Convert the items into a numbered list, starting at the very beginning and stopping after the line that contains "[77,54,105,106]", with blank lines omitted. Leave the pictures out of your answer.

--- START OF SUPPLIED MATERIAL ---

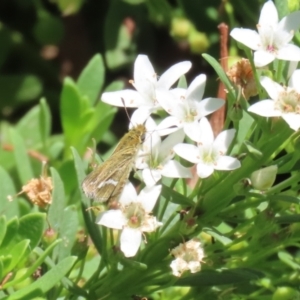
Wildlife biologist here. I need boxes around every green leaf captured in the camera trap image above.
[71,147,104,255]
[174,268,265,287]
[89,101,117,142]
[202,54,236,103]
[278,251,300,270]
[0,217,19,256]
[16,213,46,249]
[16,106,41,149]
[4,239,30,274]
[0,215,6,247]
[6,256,76,300]
[203,229,232,246]
[48,168,66,232]
[56,205,79,261]
[161,185,195,206]
[268,194,300,204]
[0,74,43,107]
[0,166,19,218]
[0,213,46,254]
[39,98,51,148]
[274,214,300,224]
[3,240,61,289]
[9,128,34,183]
[77,54,105,106]
[60,78,81,144]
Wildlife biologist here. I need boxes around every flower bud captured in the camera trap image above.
[171,17,194,39]
[291,131,300,151]
[287,0,300,12]
[233,178,250,195]
[250,165,278,191]
[188,30,210,54]
[228,104,243,122]
[42,228,58,247]
[244,141,262,160]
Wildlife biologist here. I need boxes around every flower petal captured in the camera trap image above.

--- END OF SUPPLIED MATERIAL ---

## RESULT FOR THIS TASK
1. Wildlife biologist here. I need boxes around every green leaf captured in the camera trap image above.
2. [71,147,104,255]
3. [174,268,265,287]
4. [89,101,117,142]
5. [202,54,236,103]
6. [278,251,300,270]
7. [0,217,19,256]
8. [16,213,46,249]
9. [16,106,41,149]
10. [4,239,30,274]
11. [0,215,6,247]
12. [6,256,76,300]
13. [203,229,232,246]
14. [48,168,66,232]
15. [56,205,79,261]
16. [161,185,195,206]
17. [268,194,300,204]
18. [0,74,43,107]
19. [0,166,19,218]
20. [0,213,46,254]
21. [39,98,51,148]
22. [274,214,300,224]
23. [3,240,61,289]
24. [9,128,34,183]
25. [77,54,105,106]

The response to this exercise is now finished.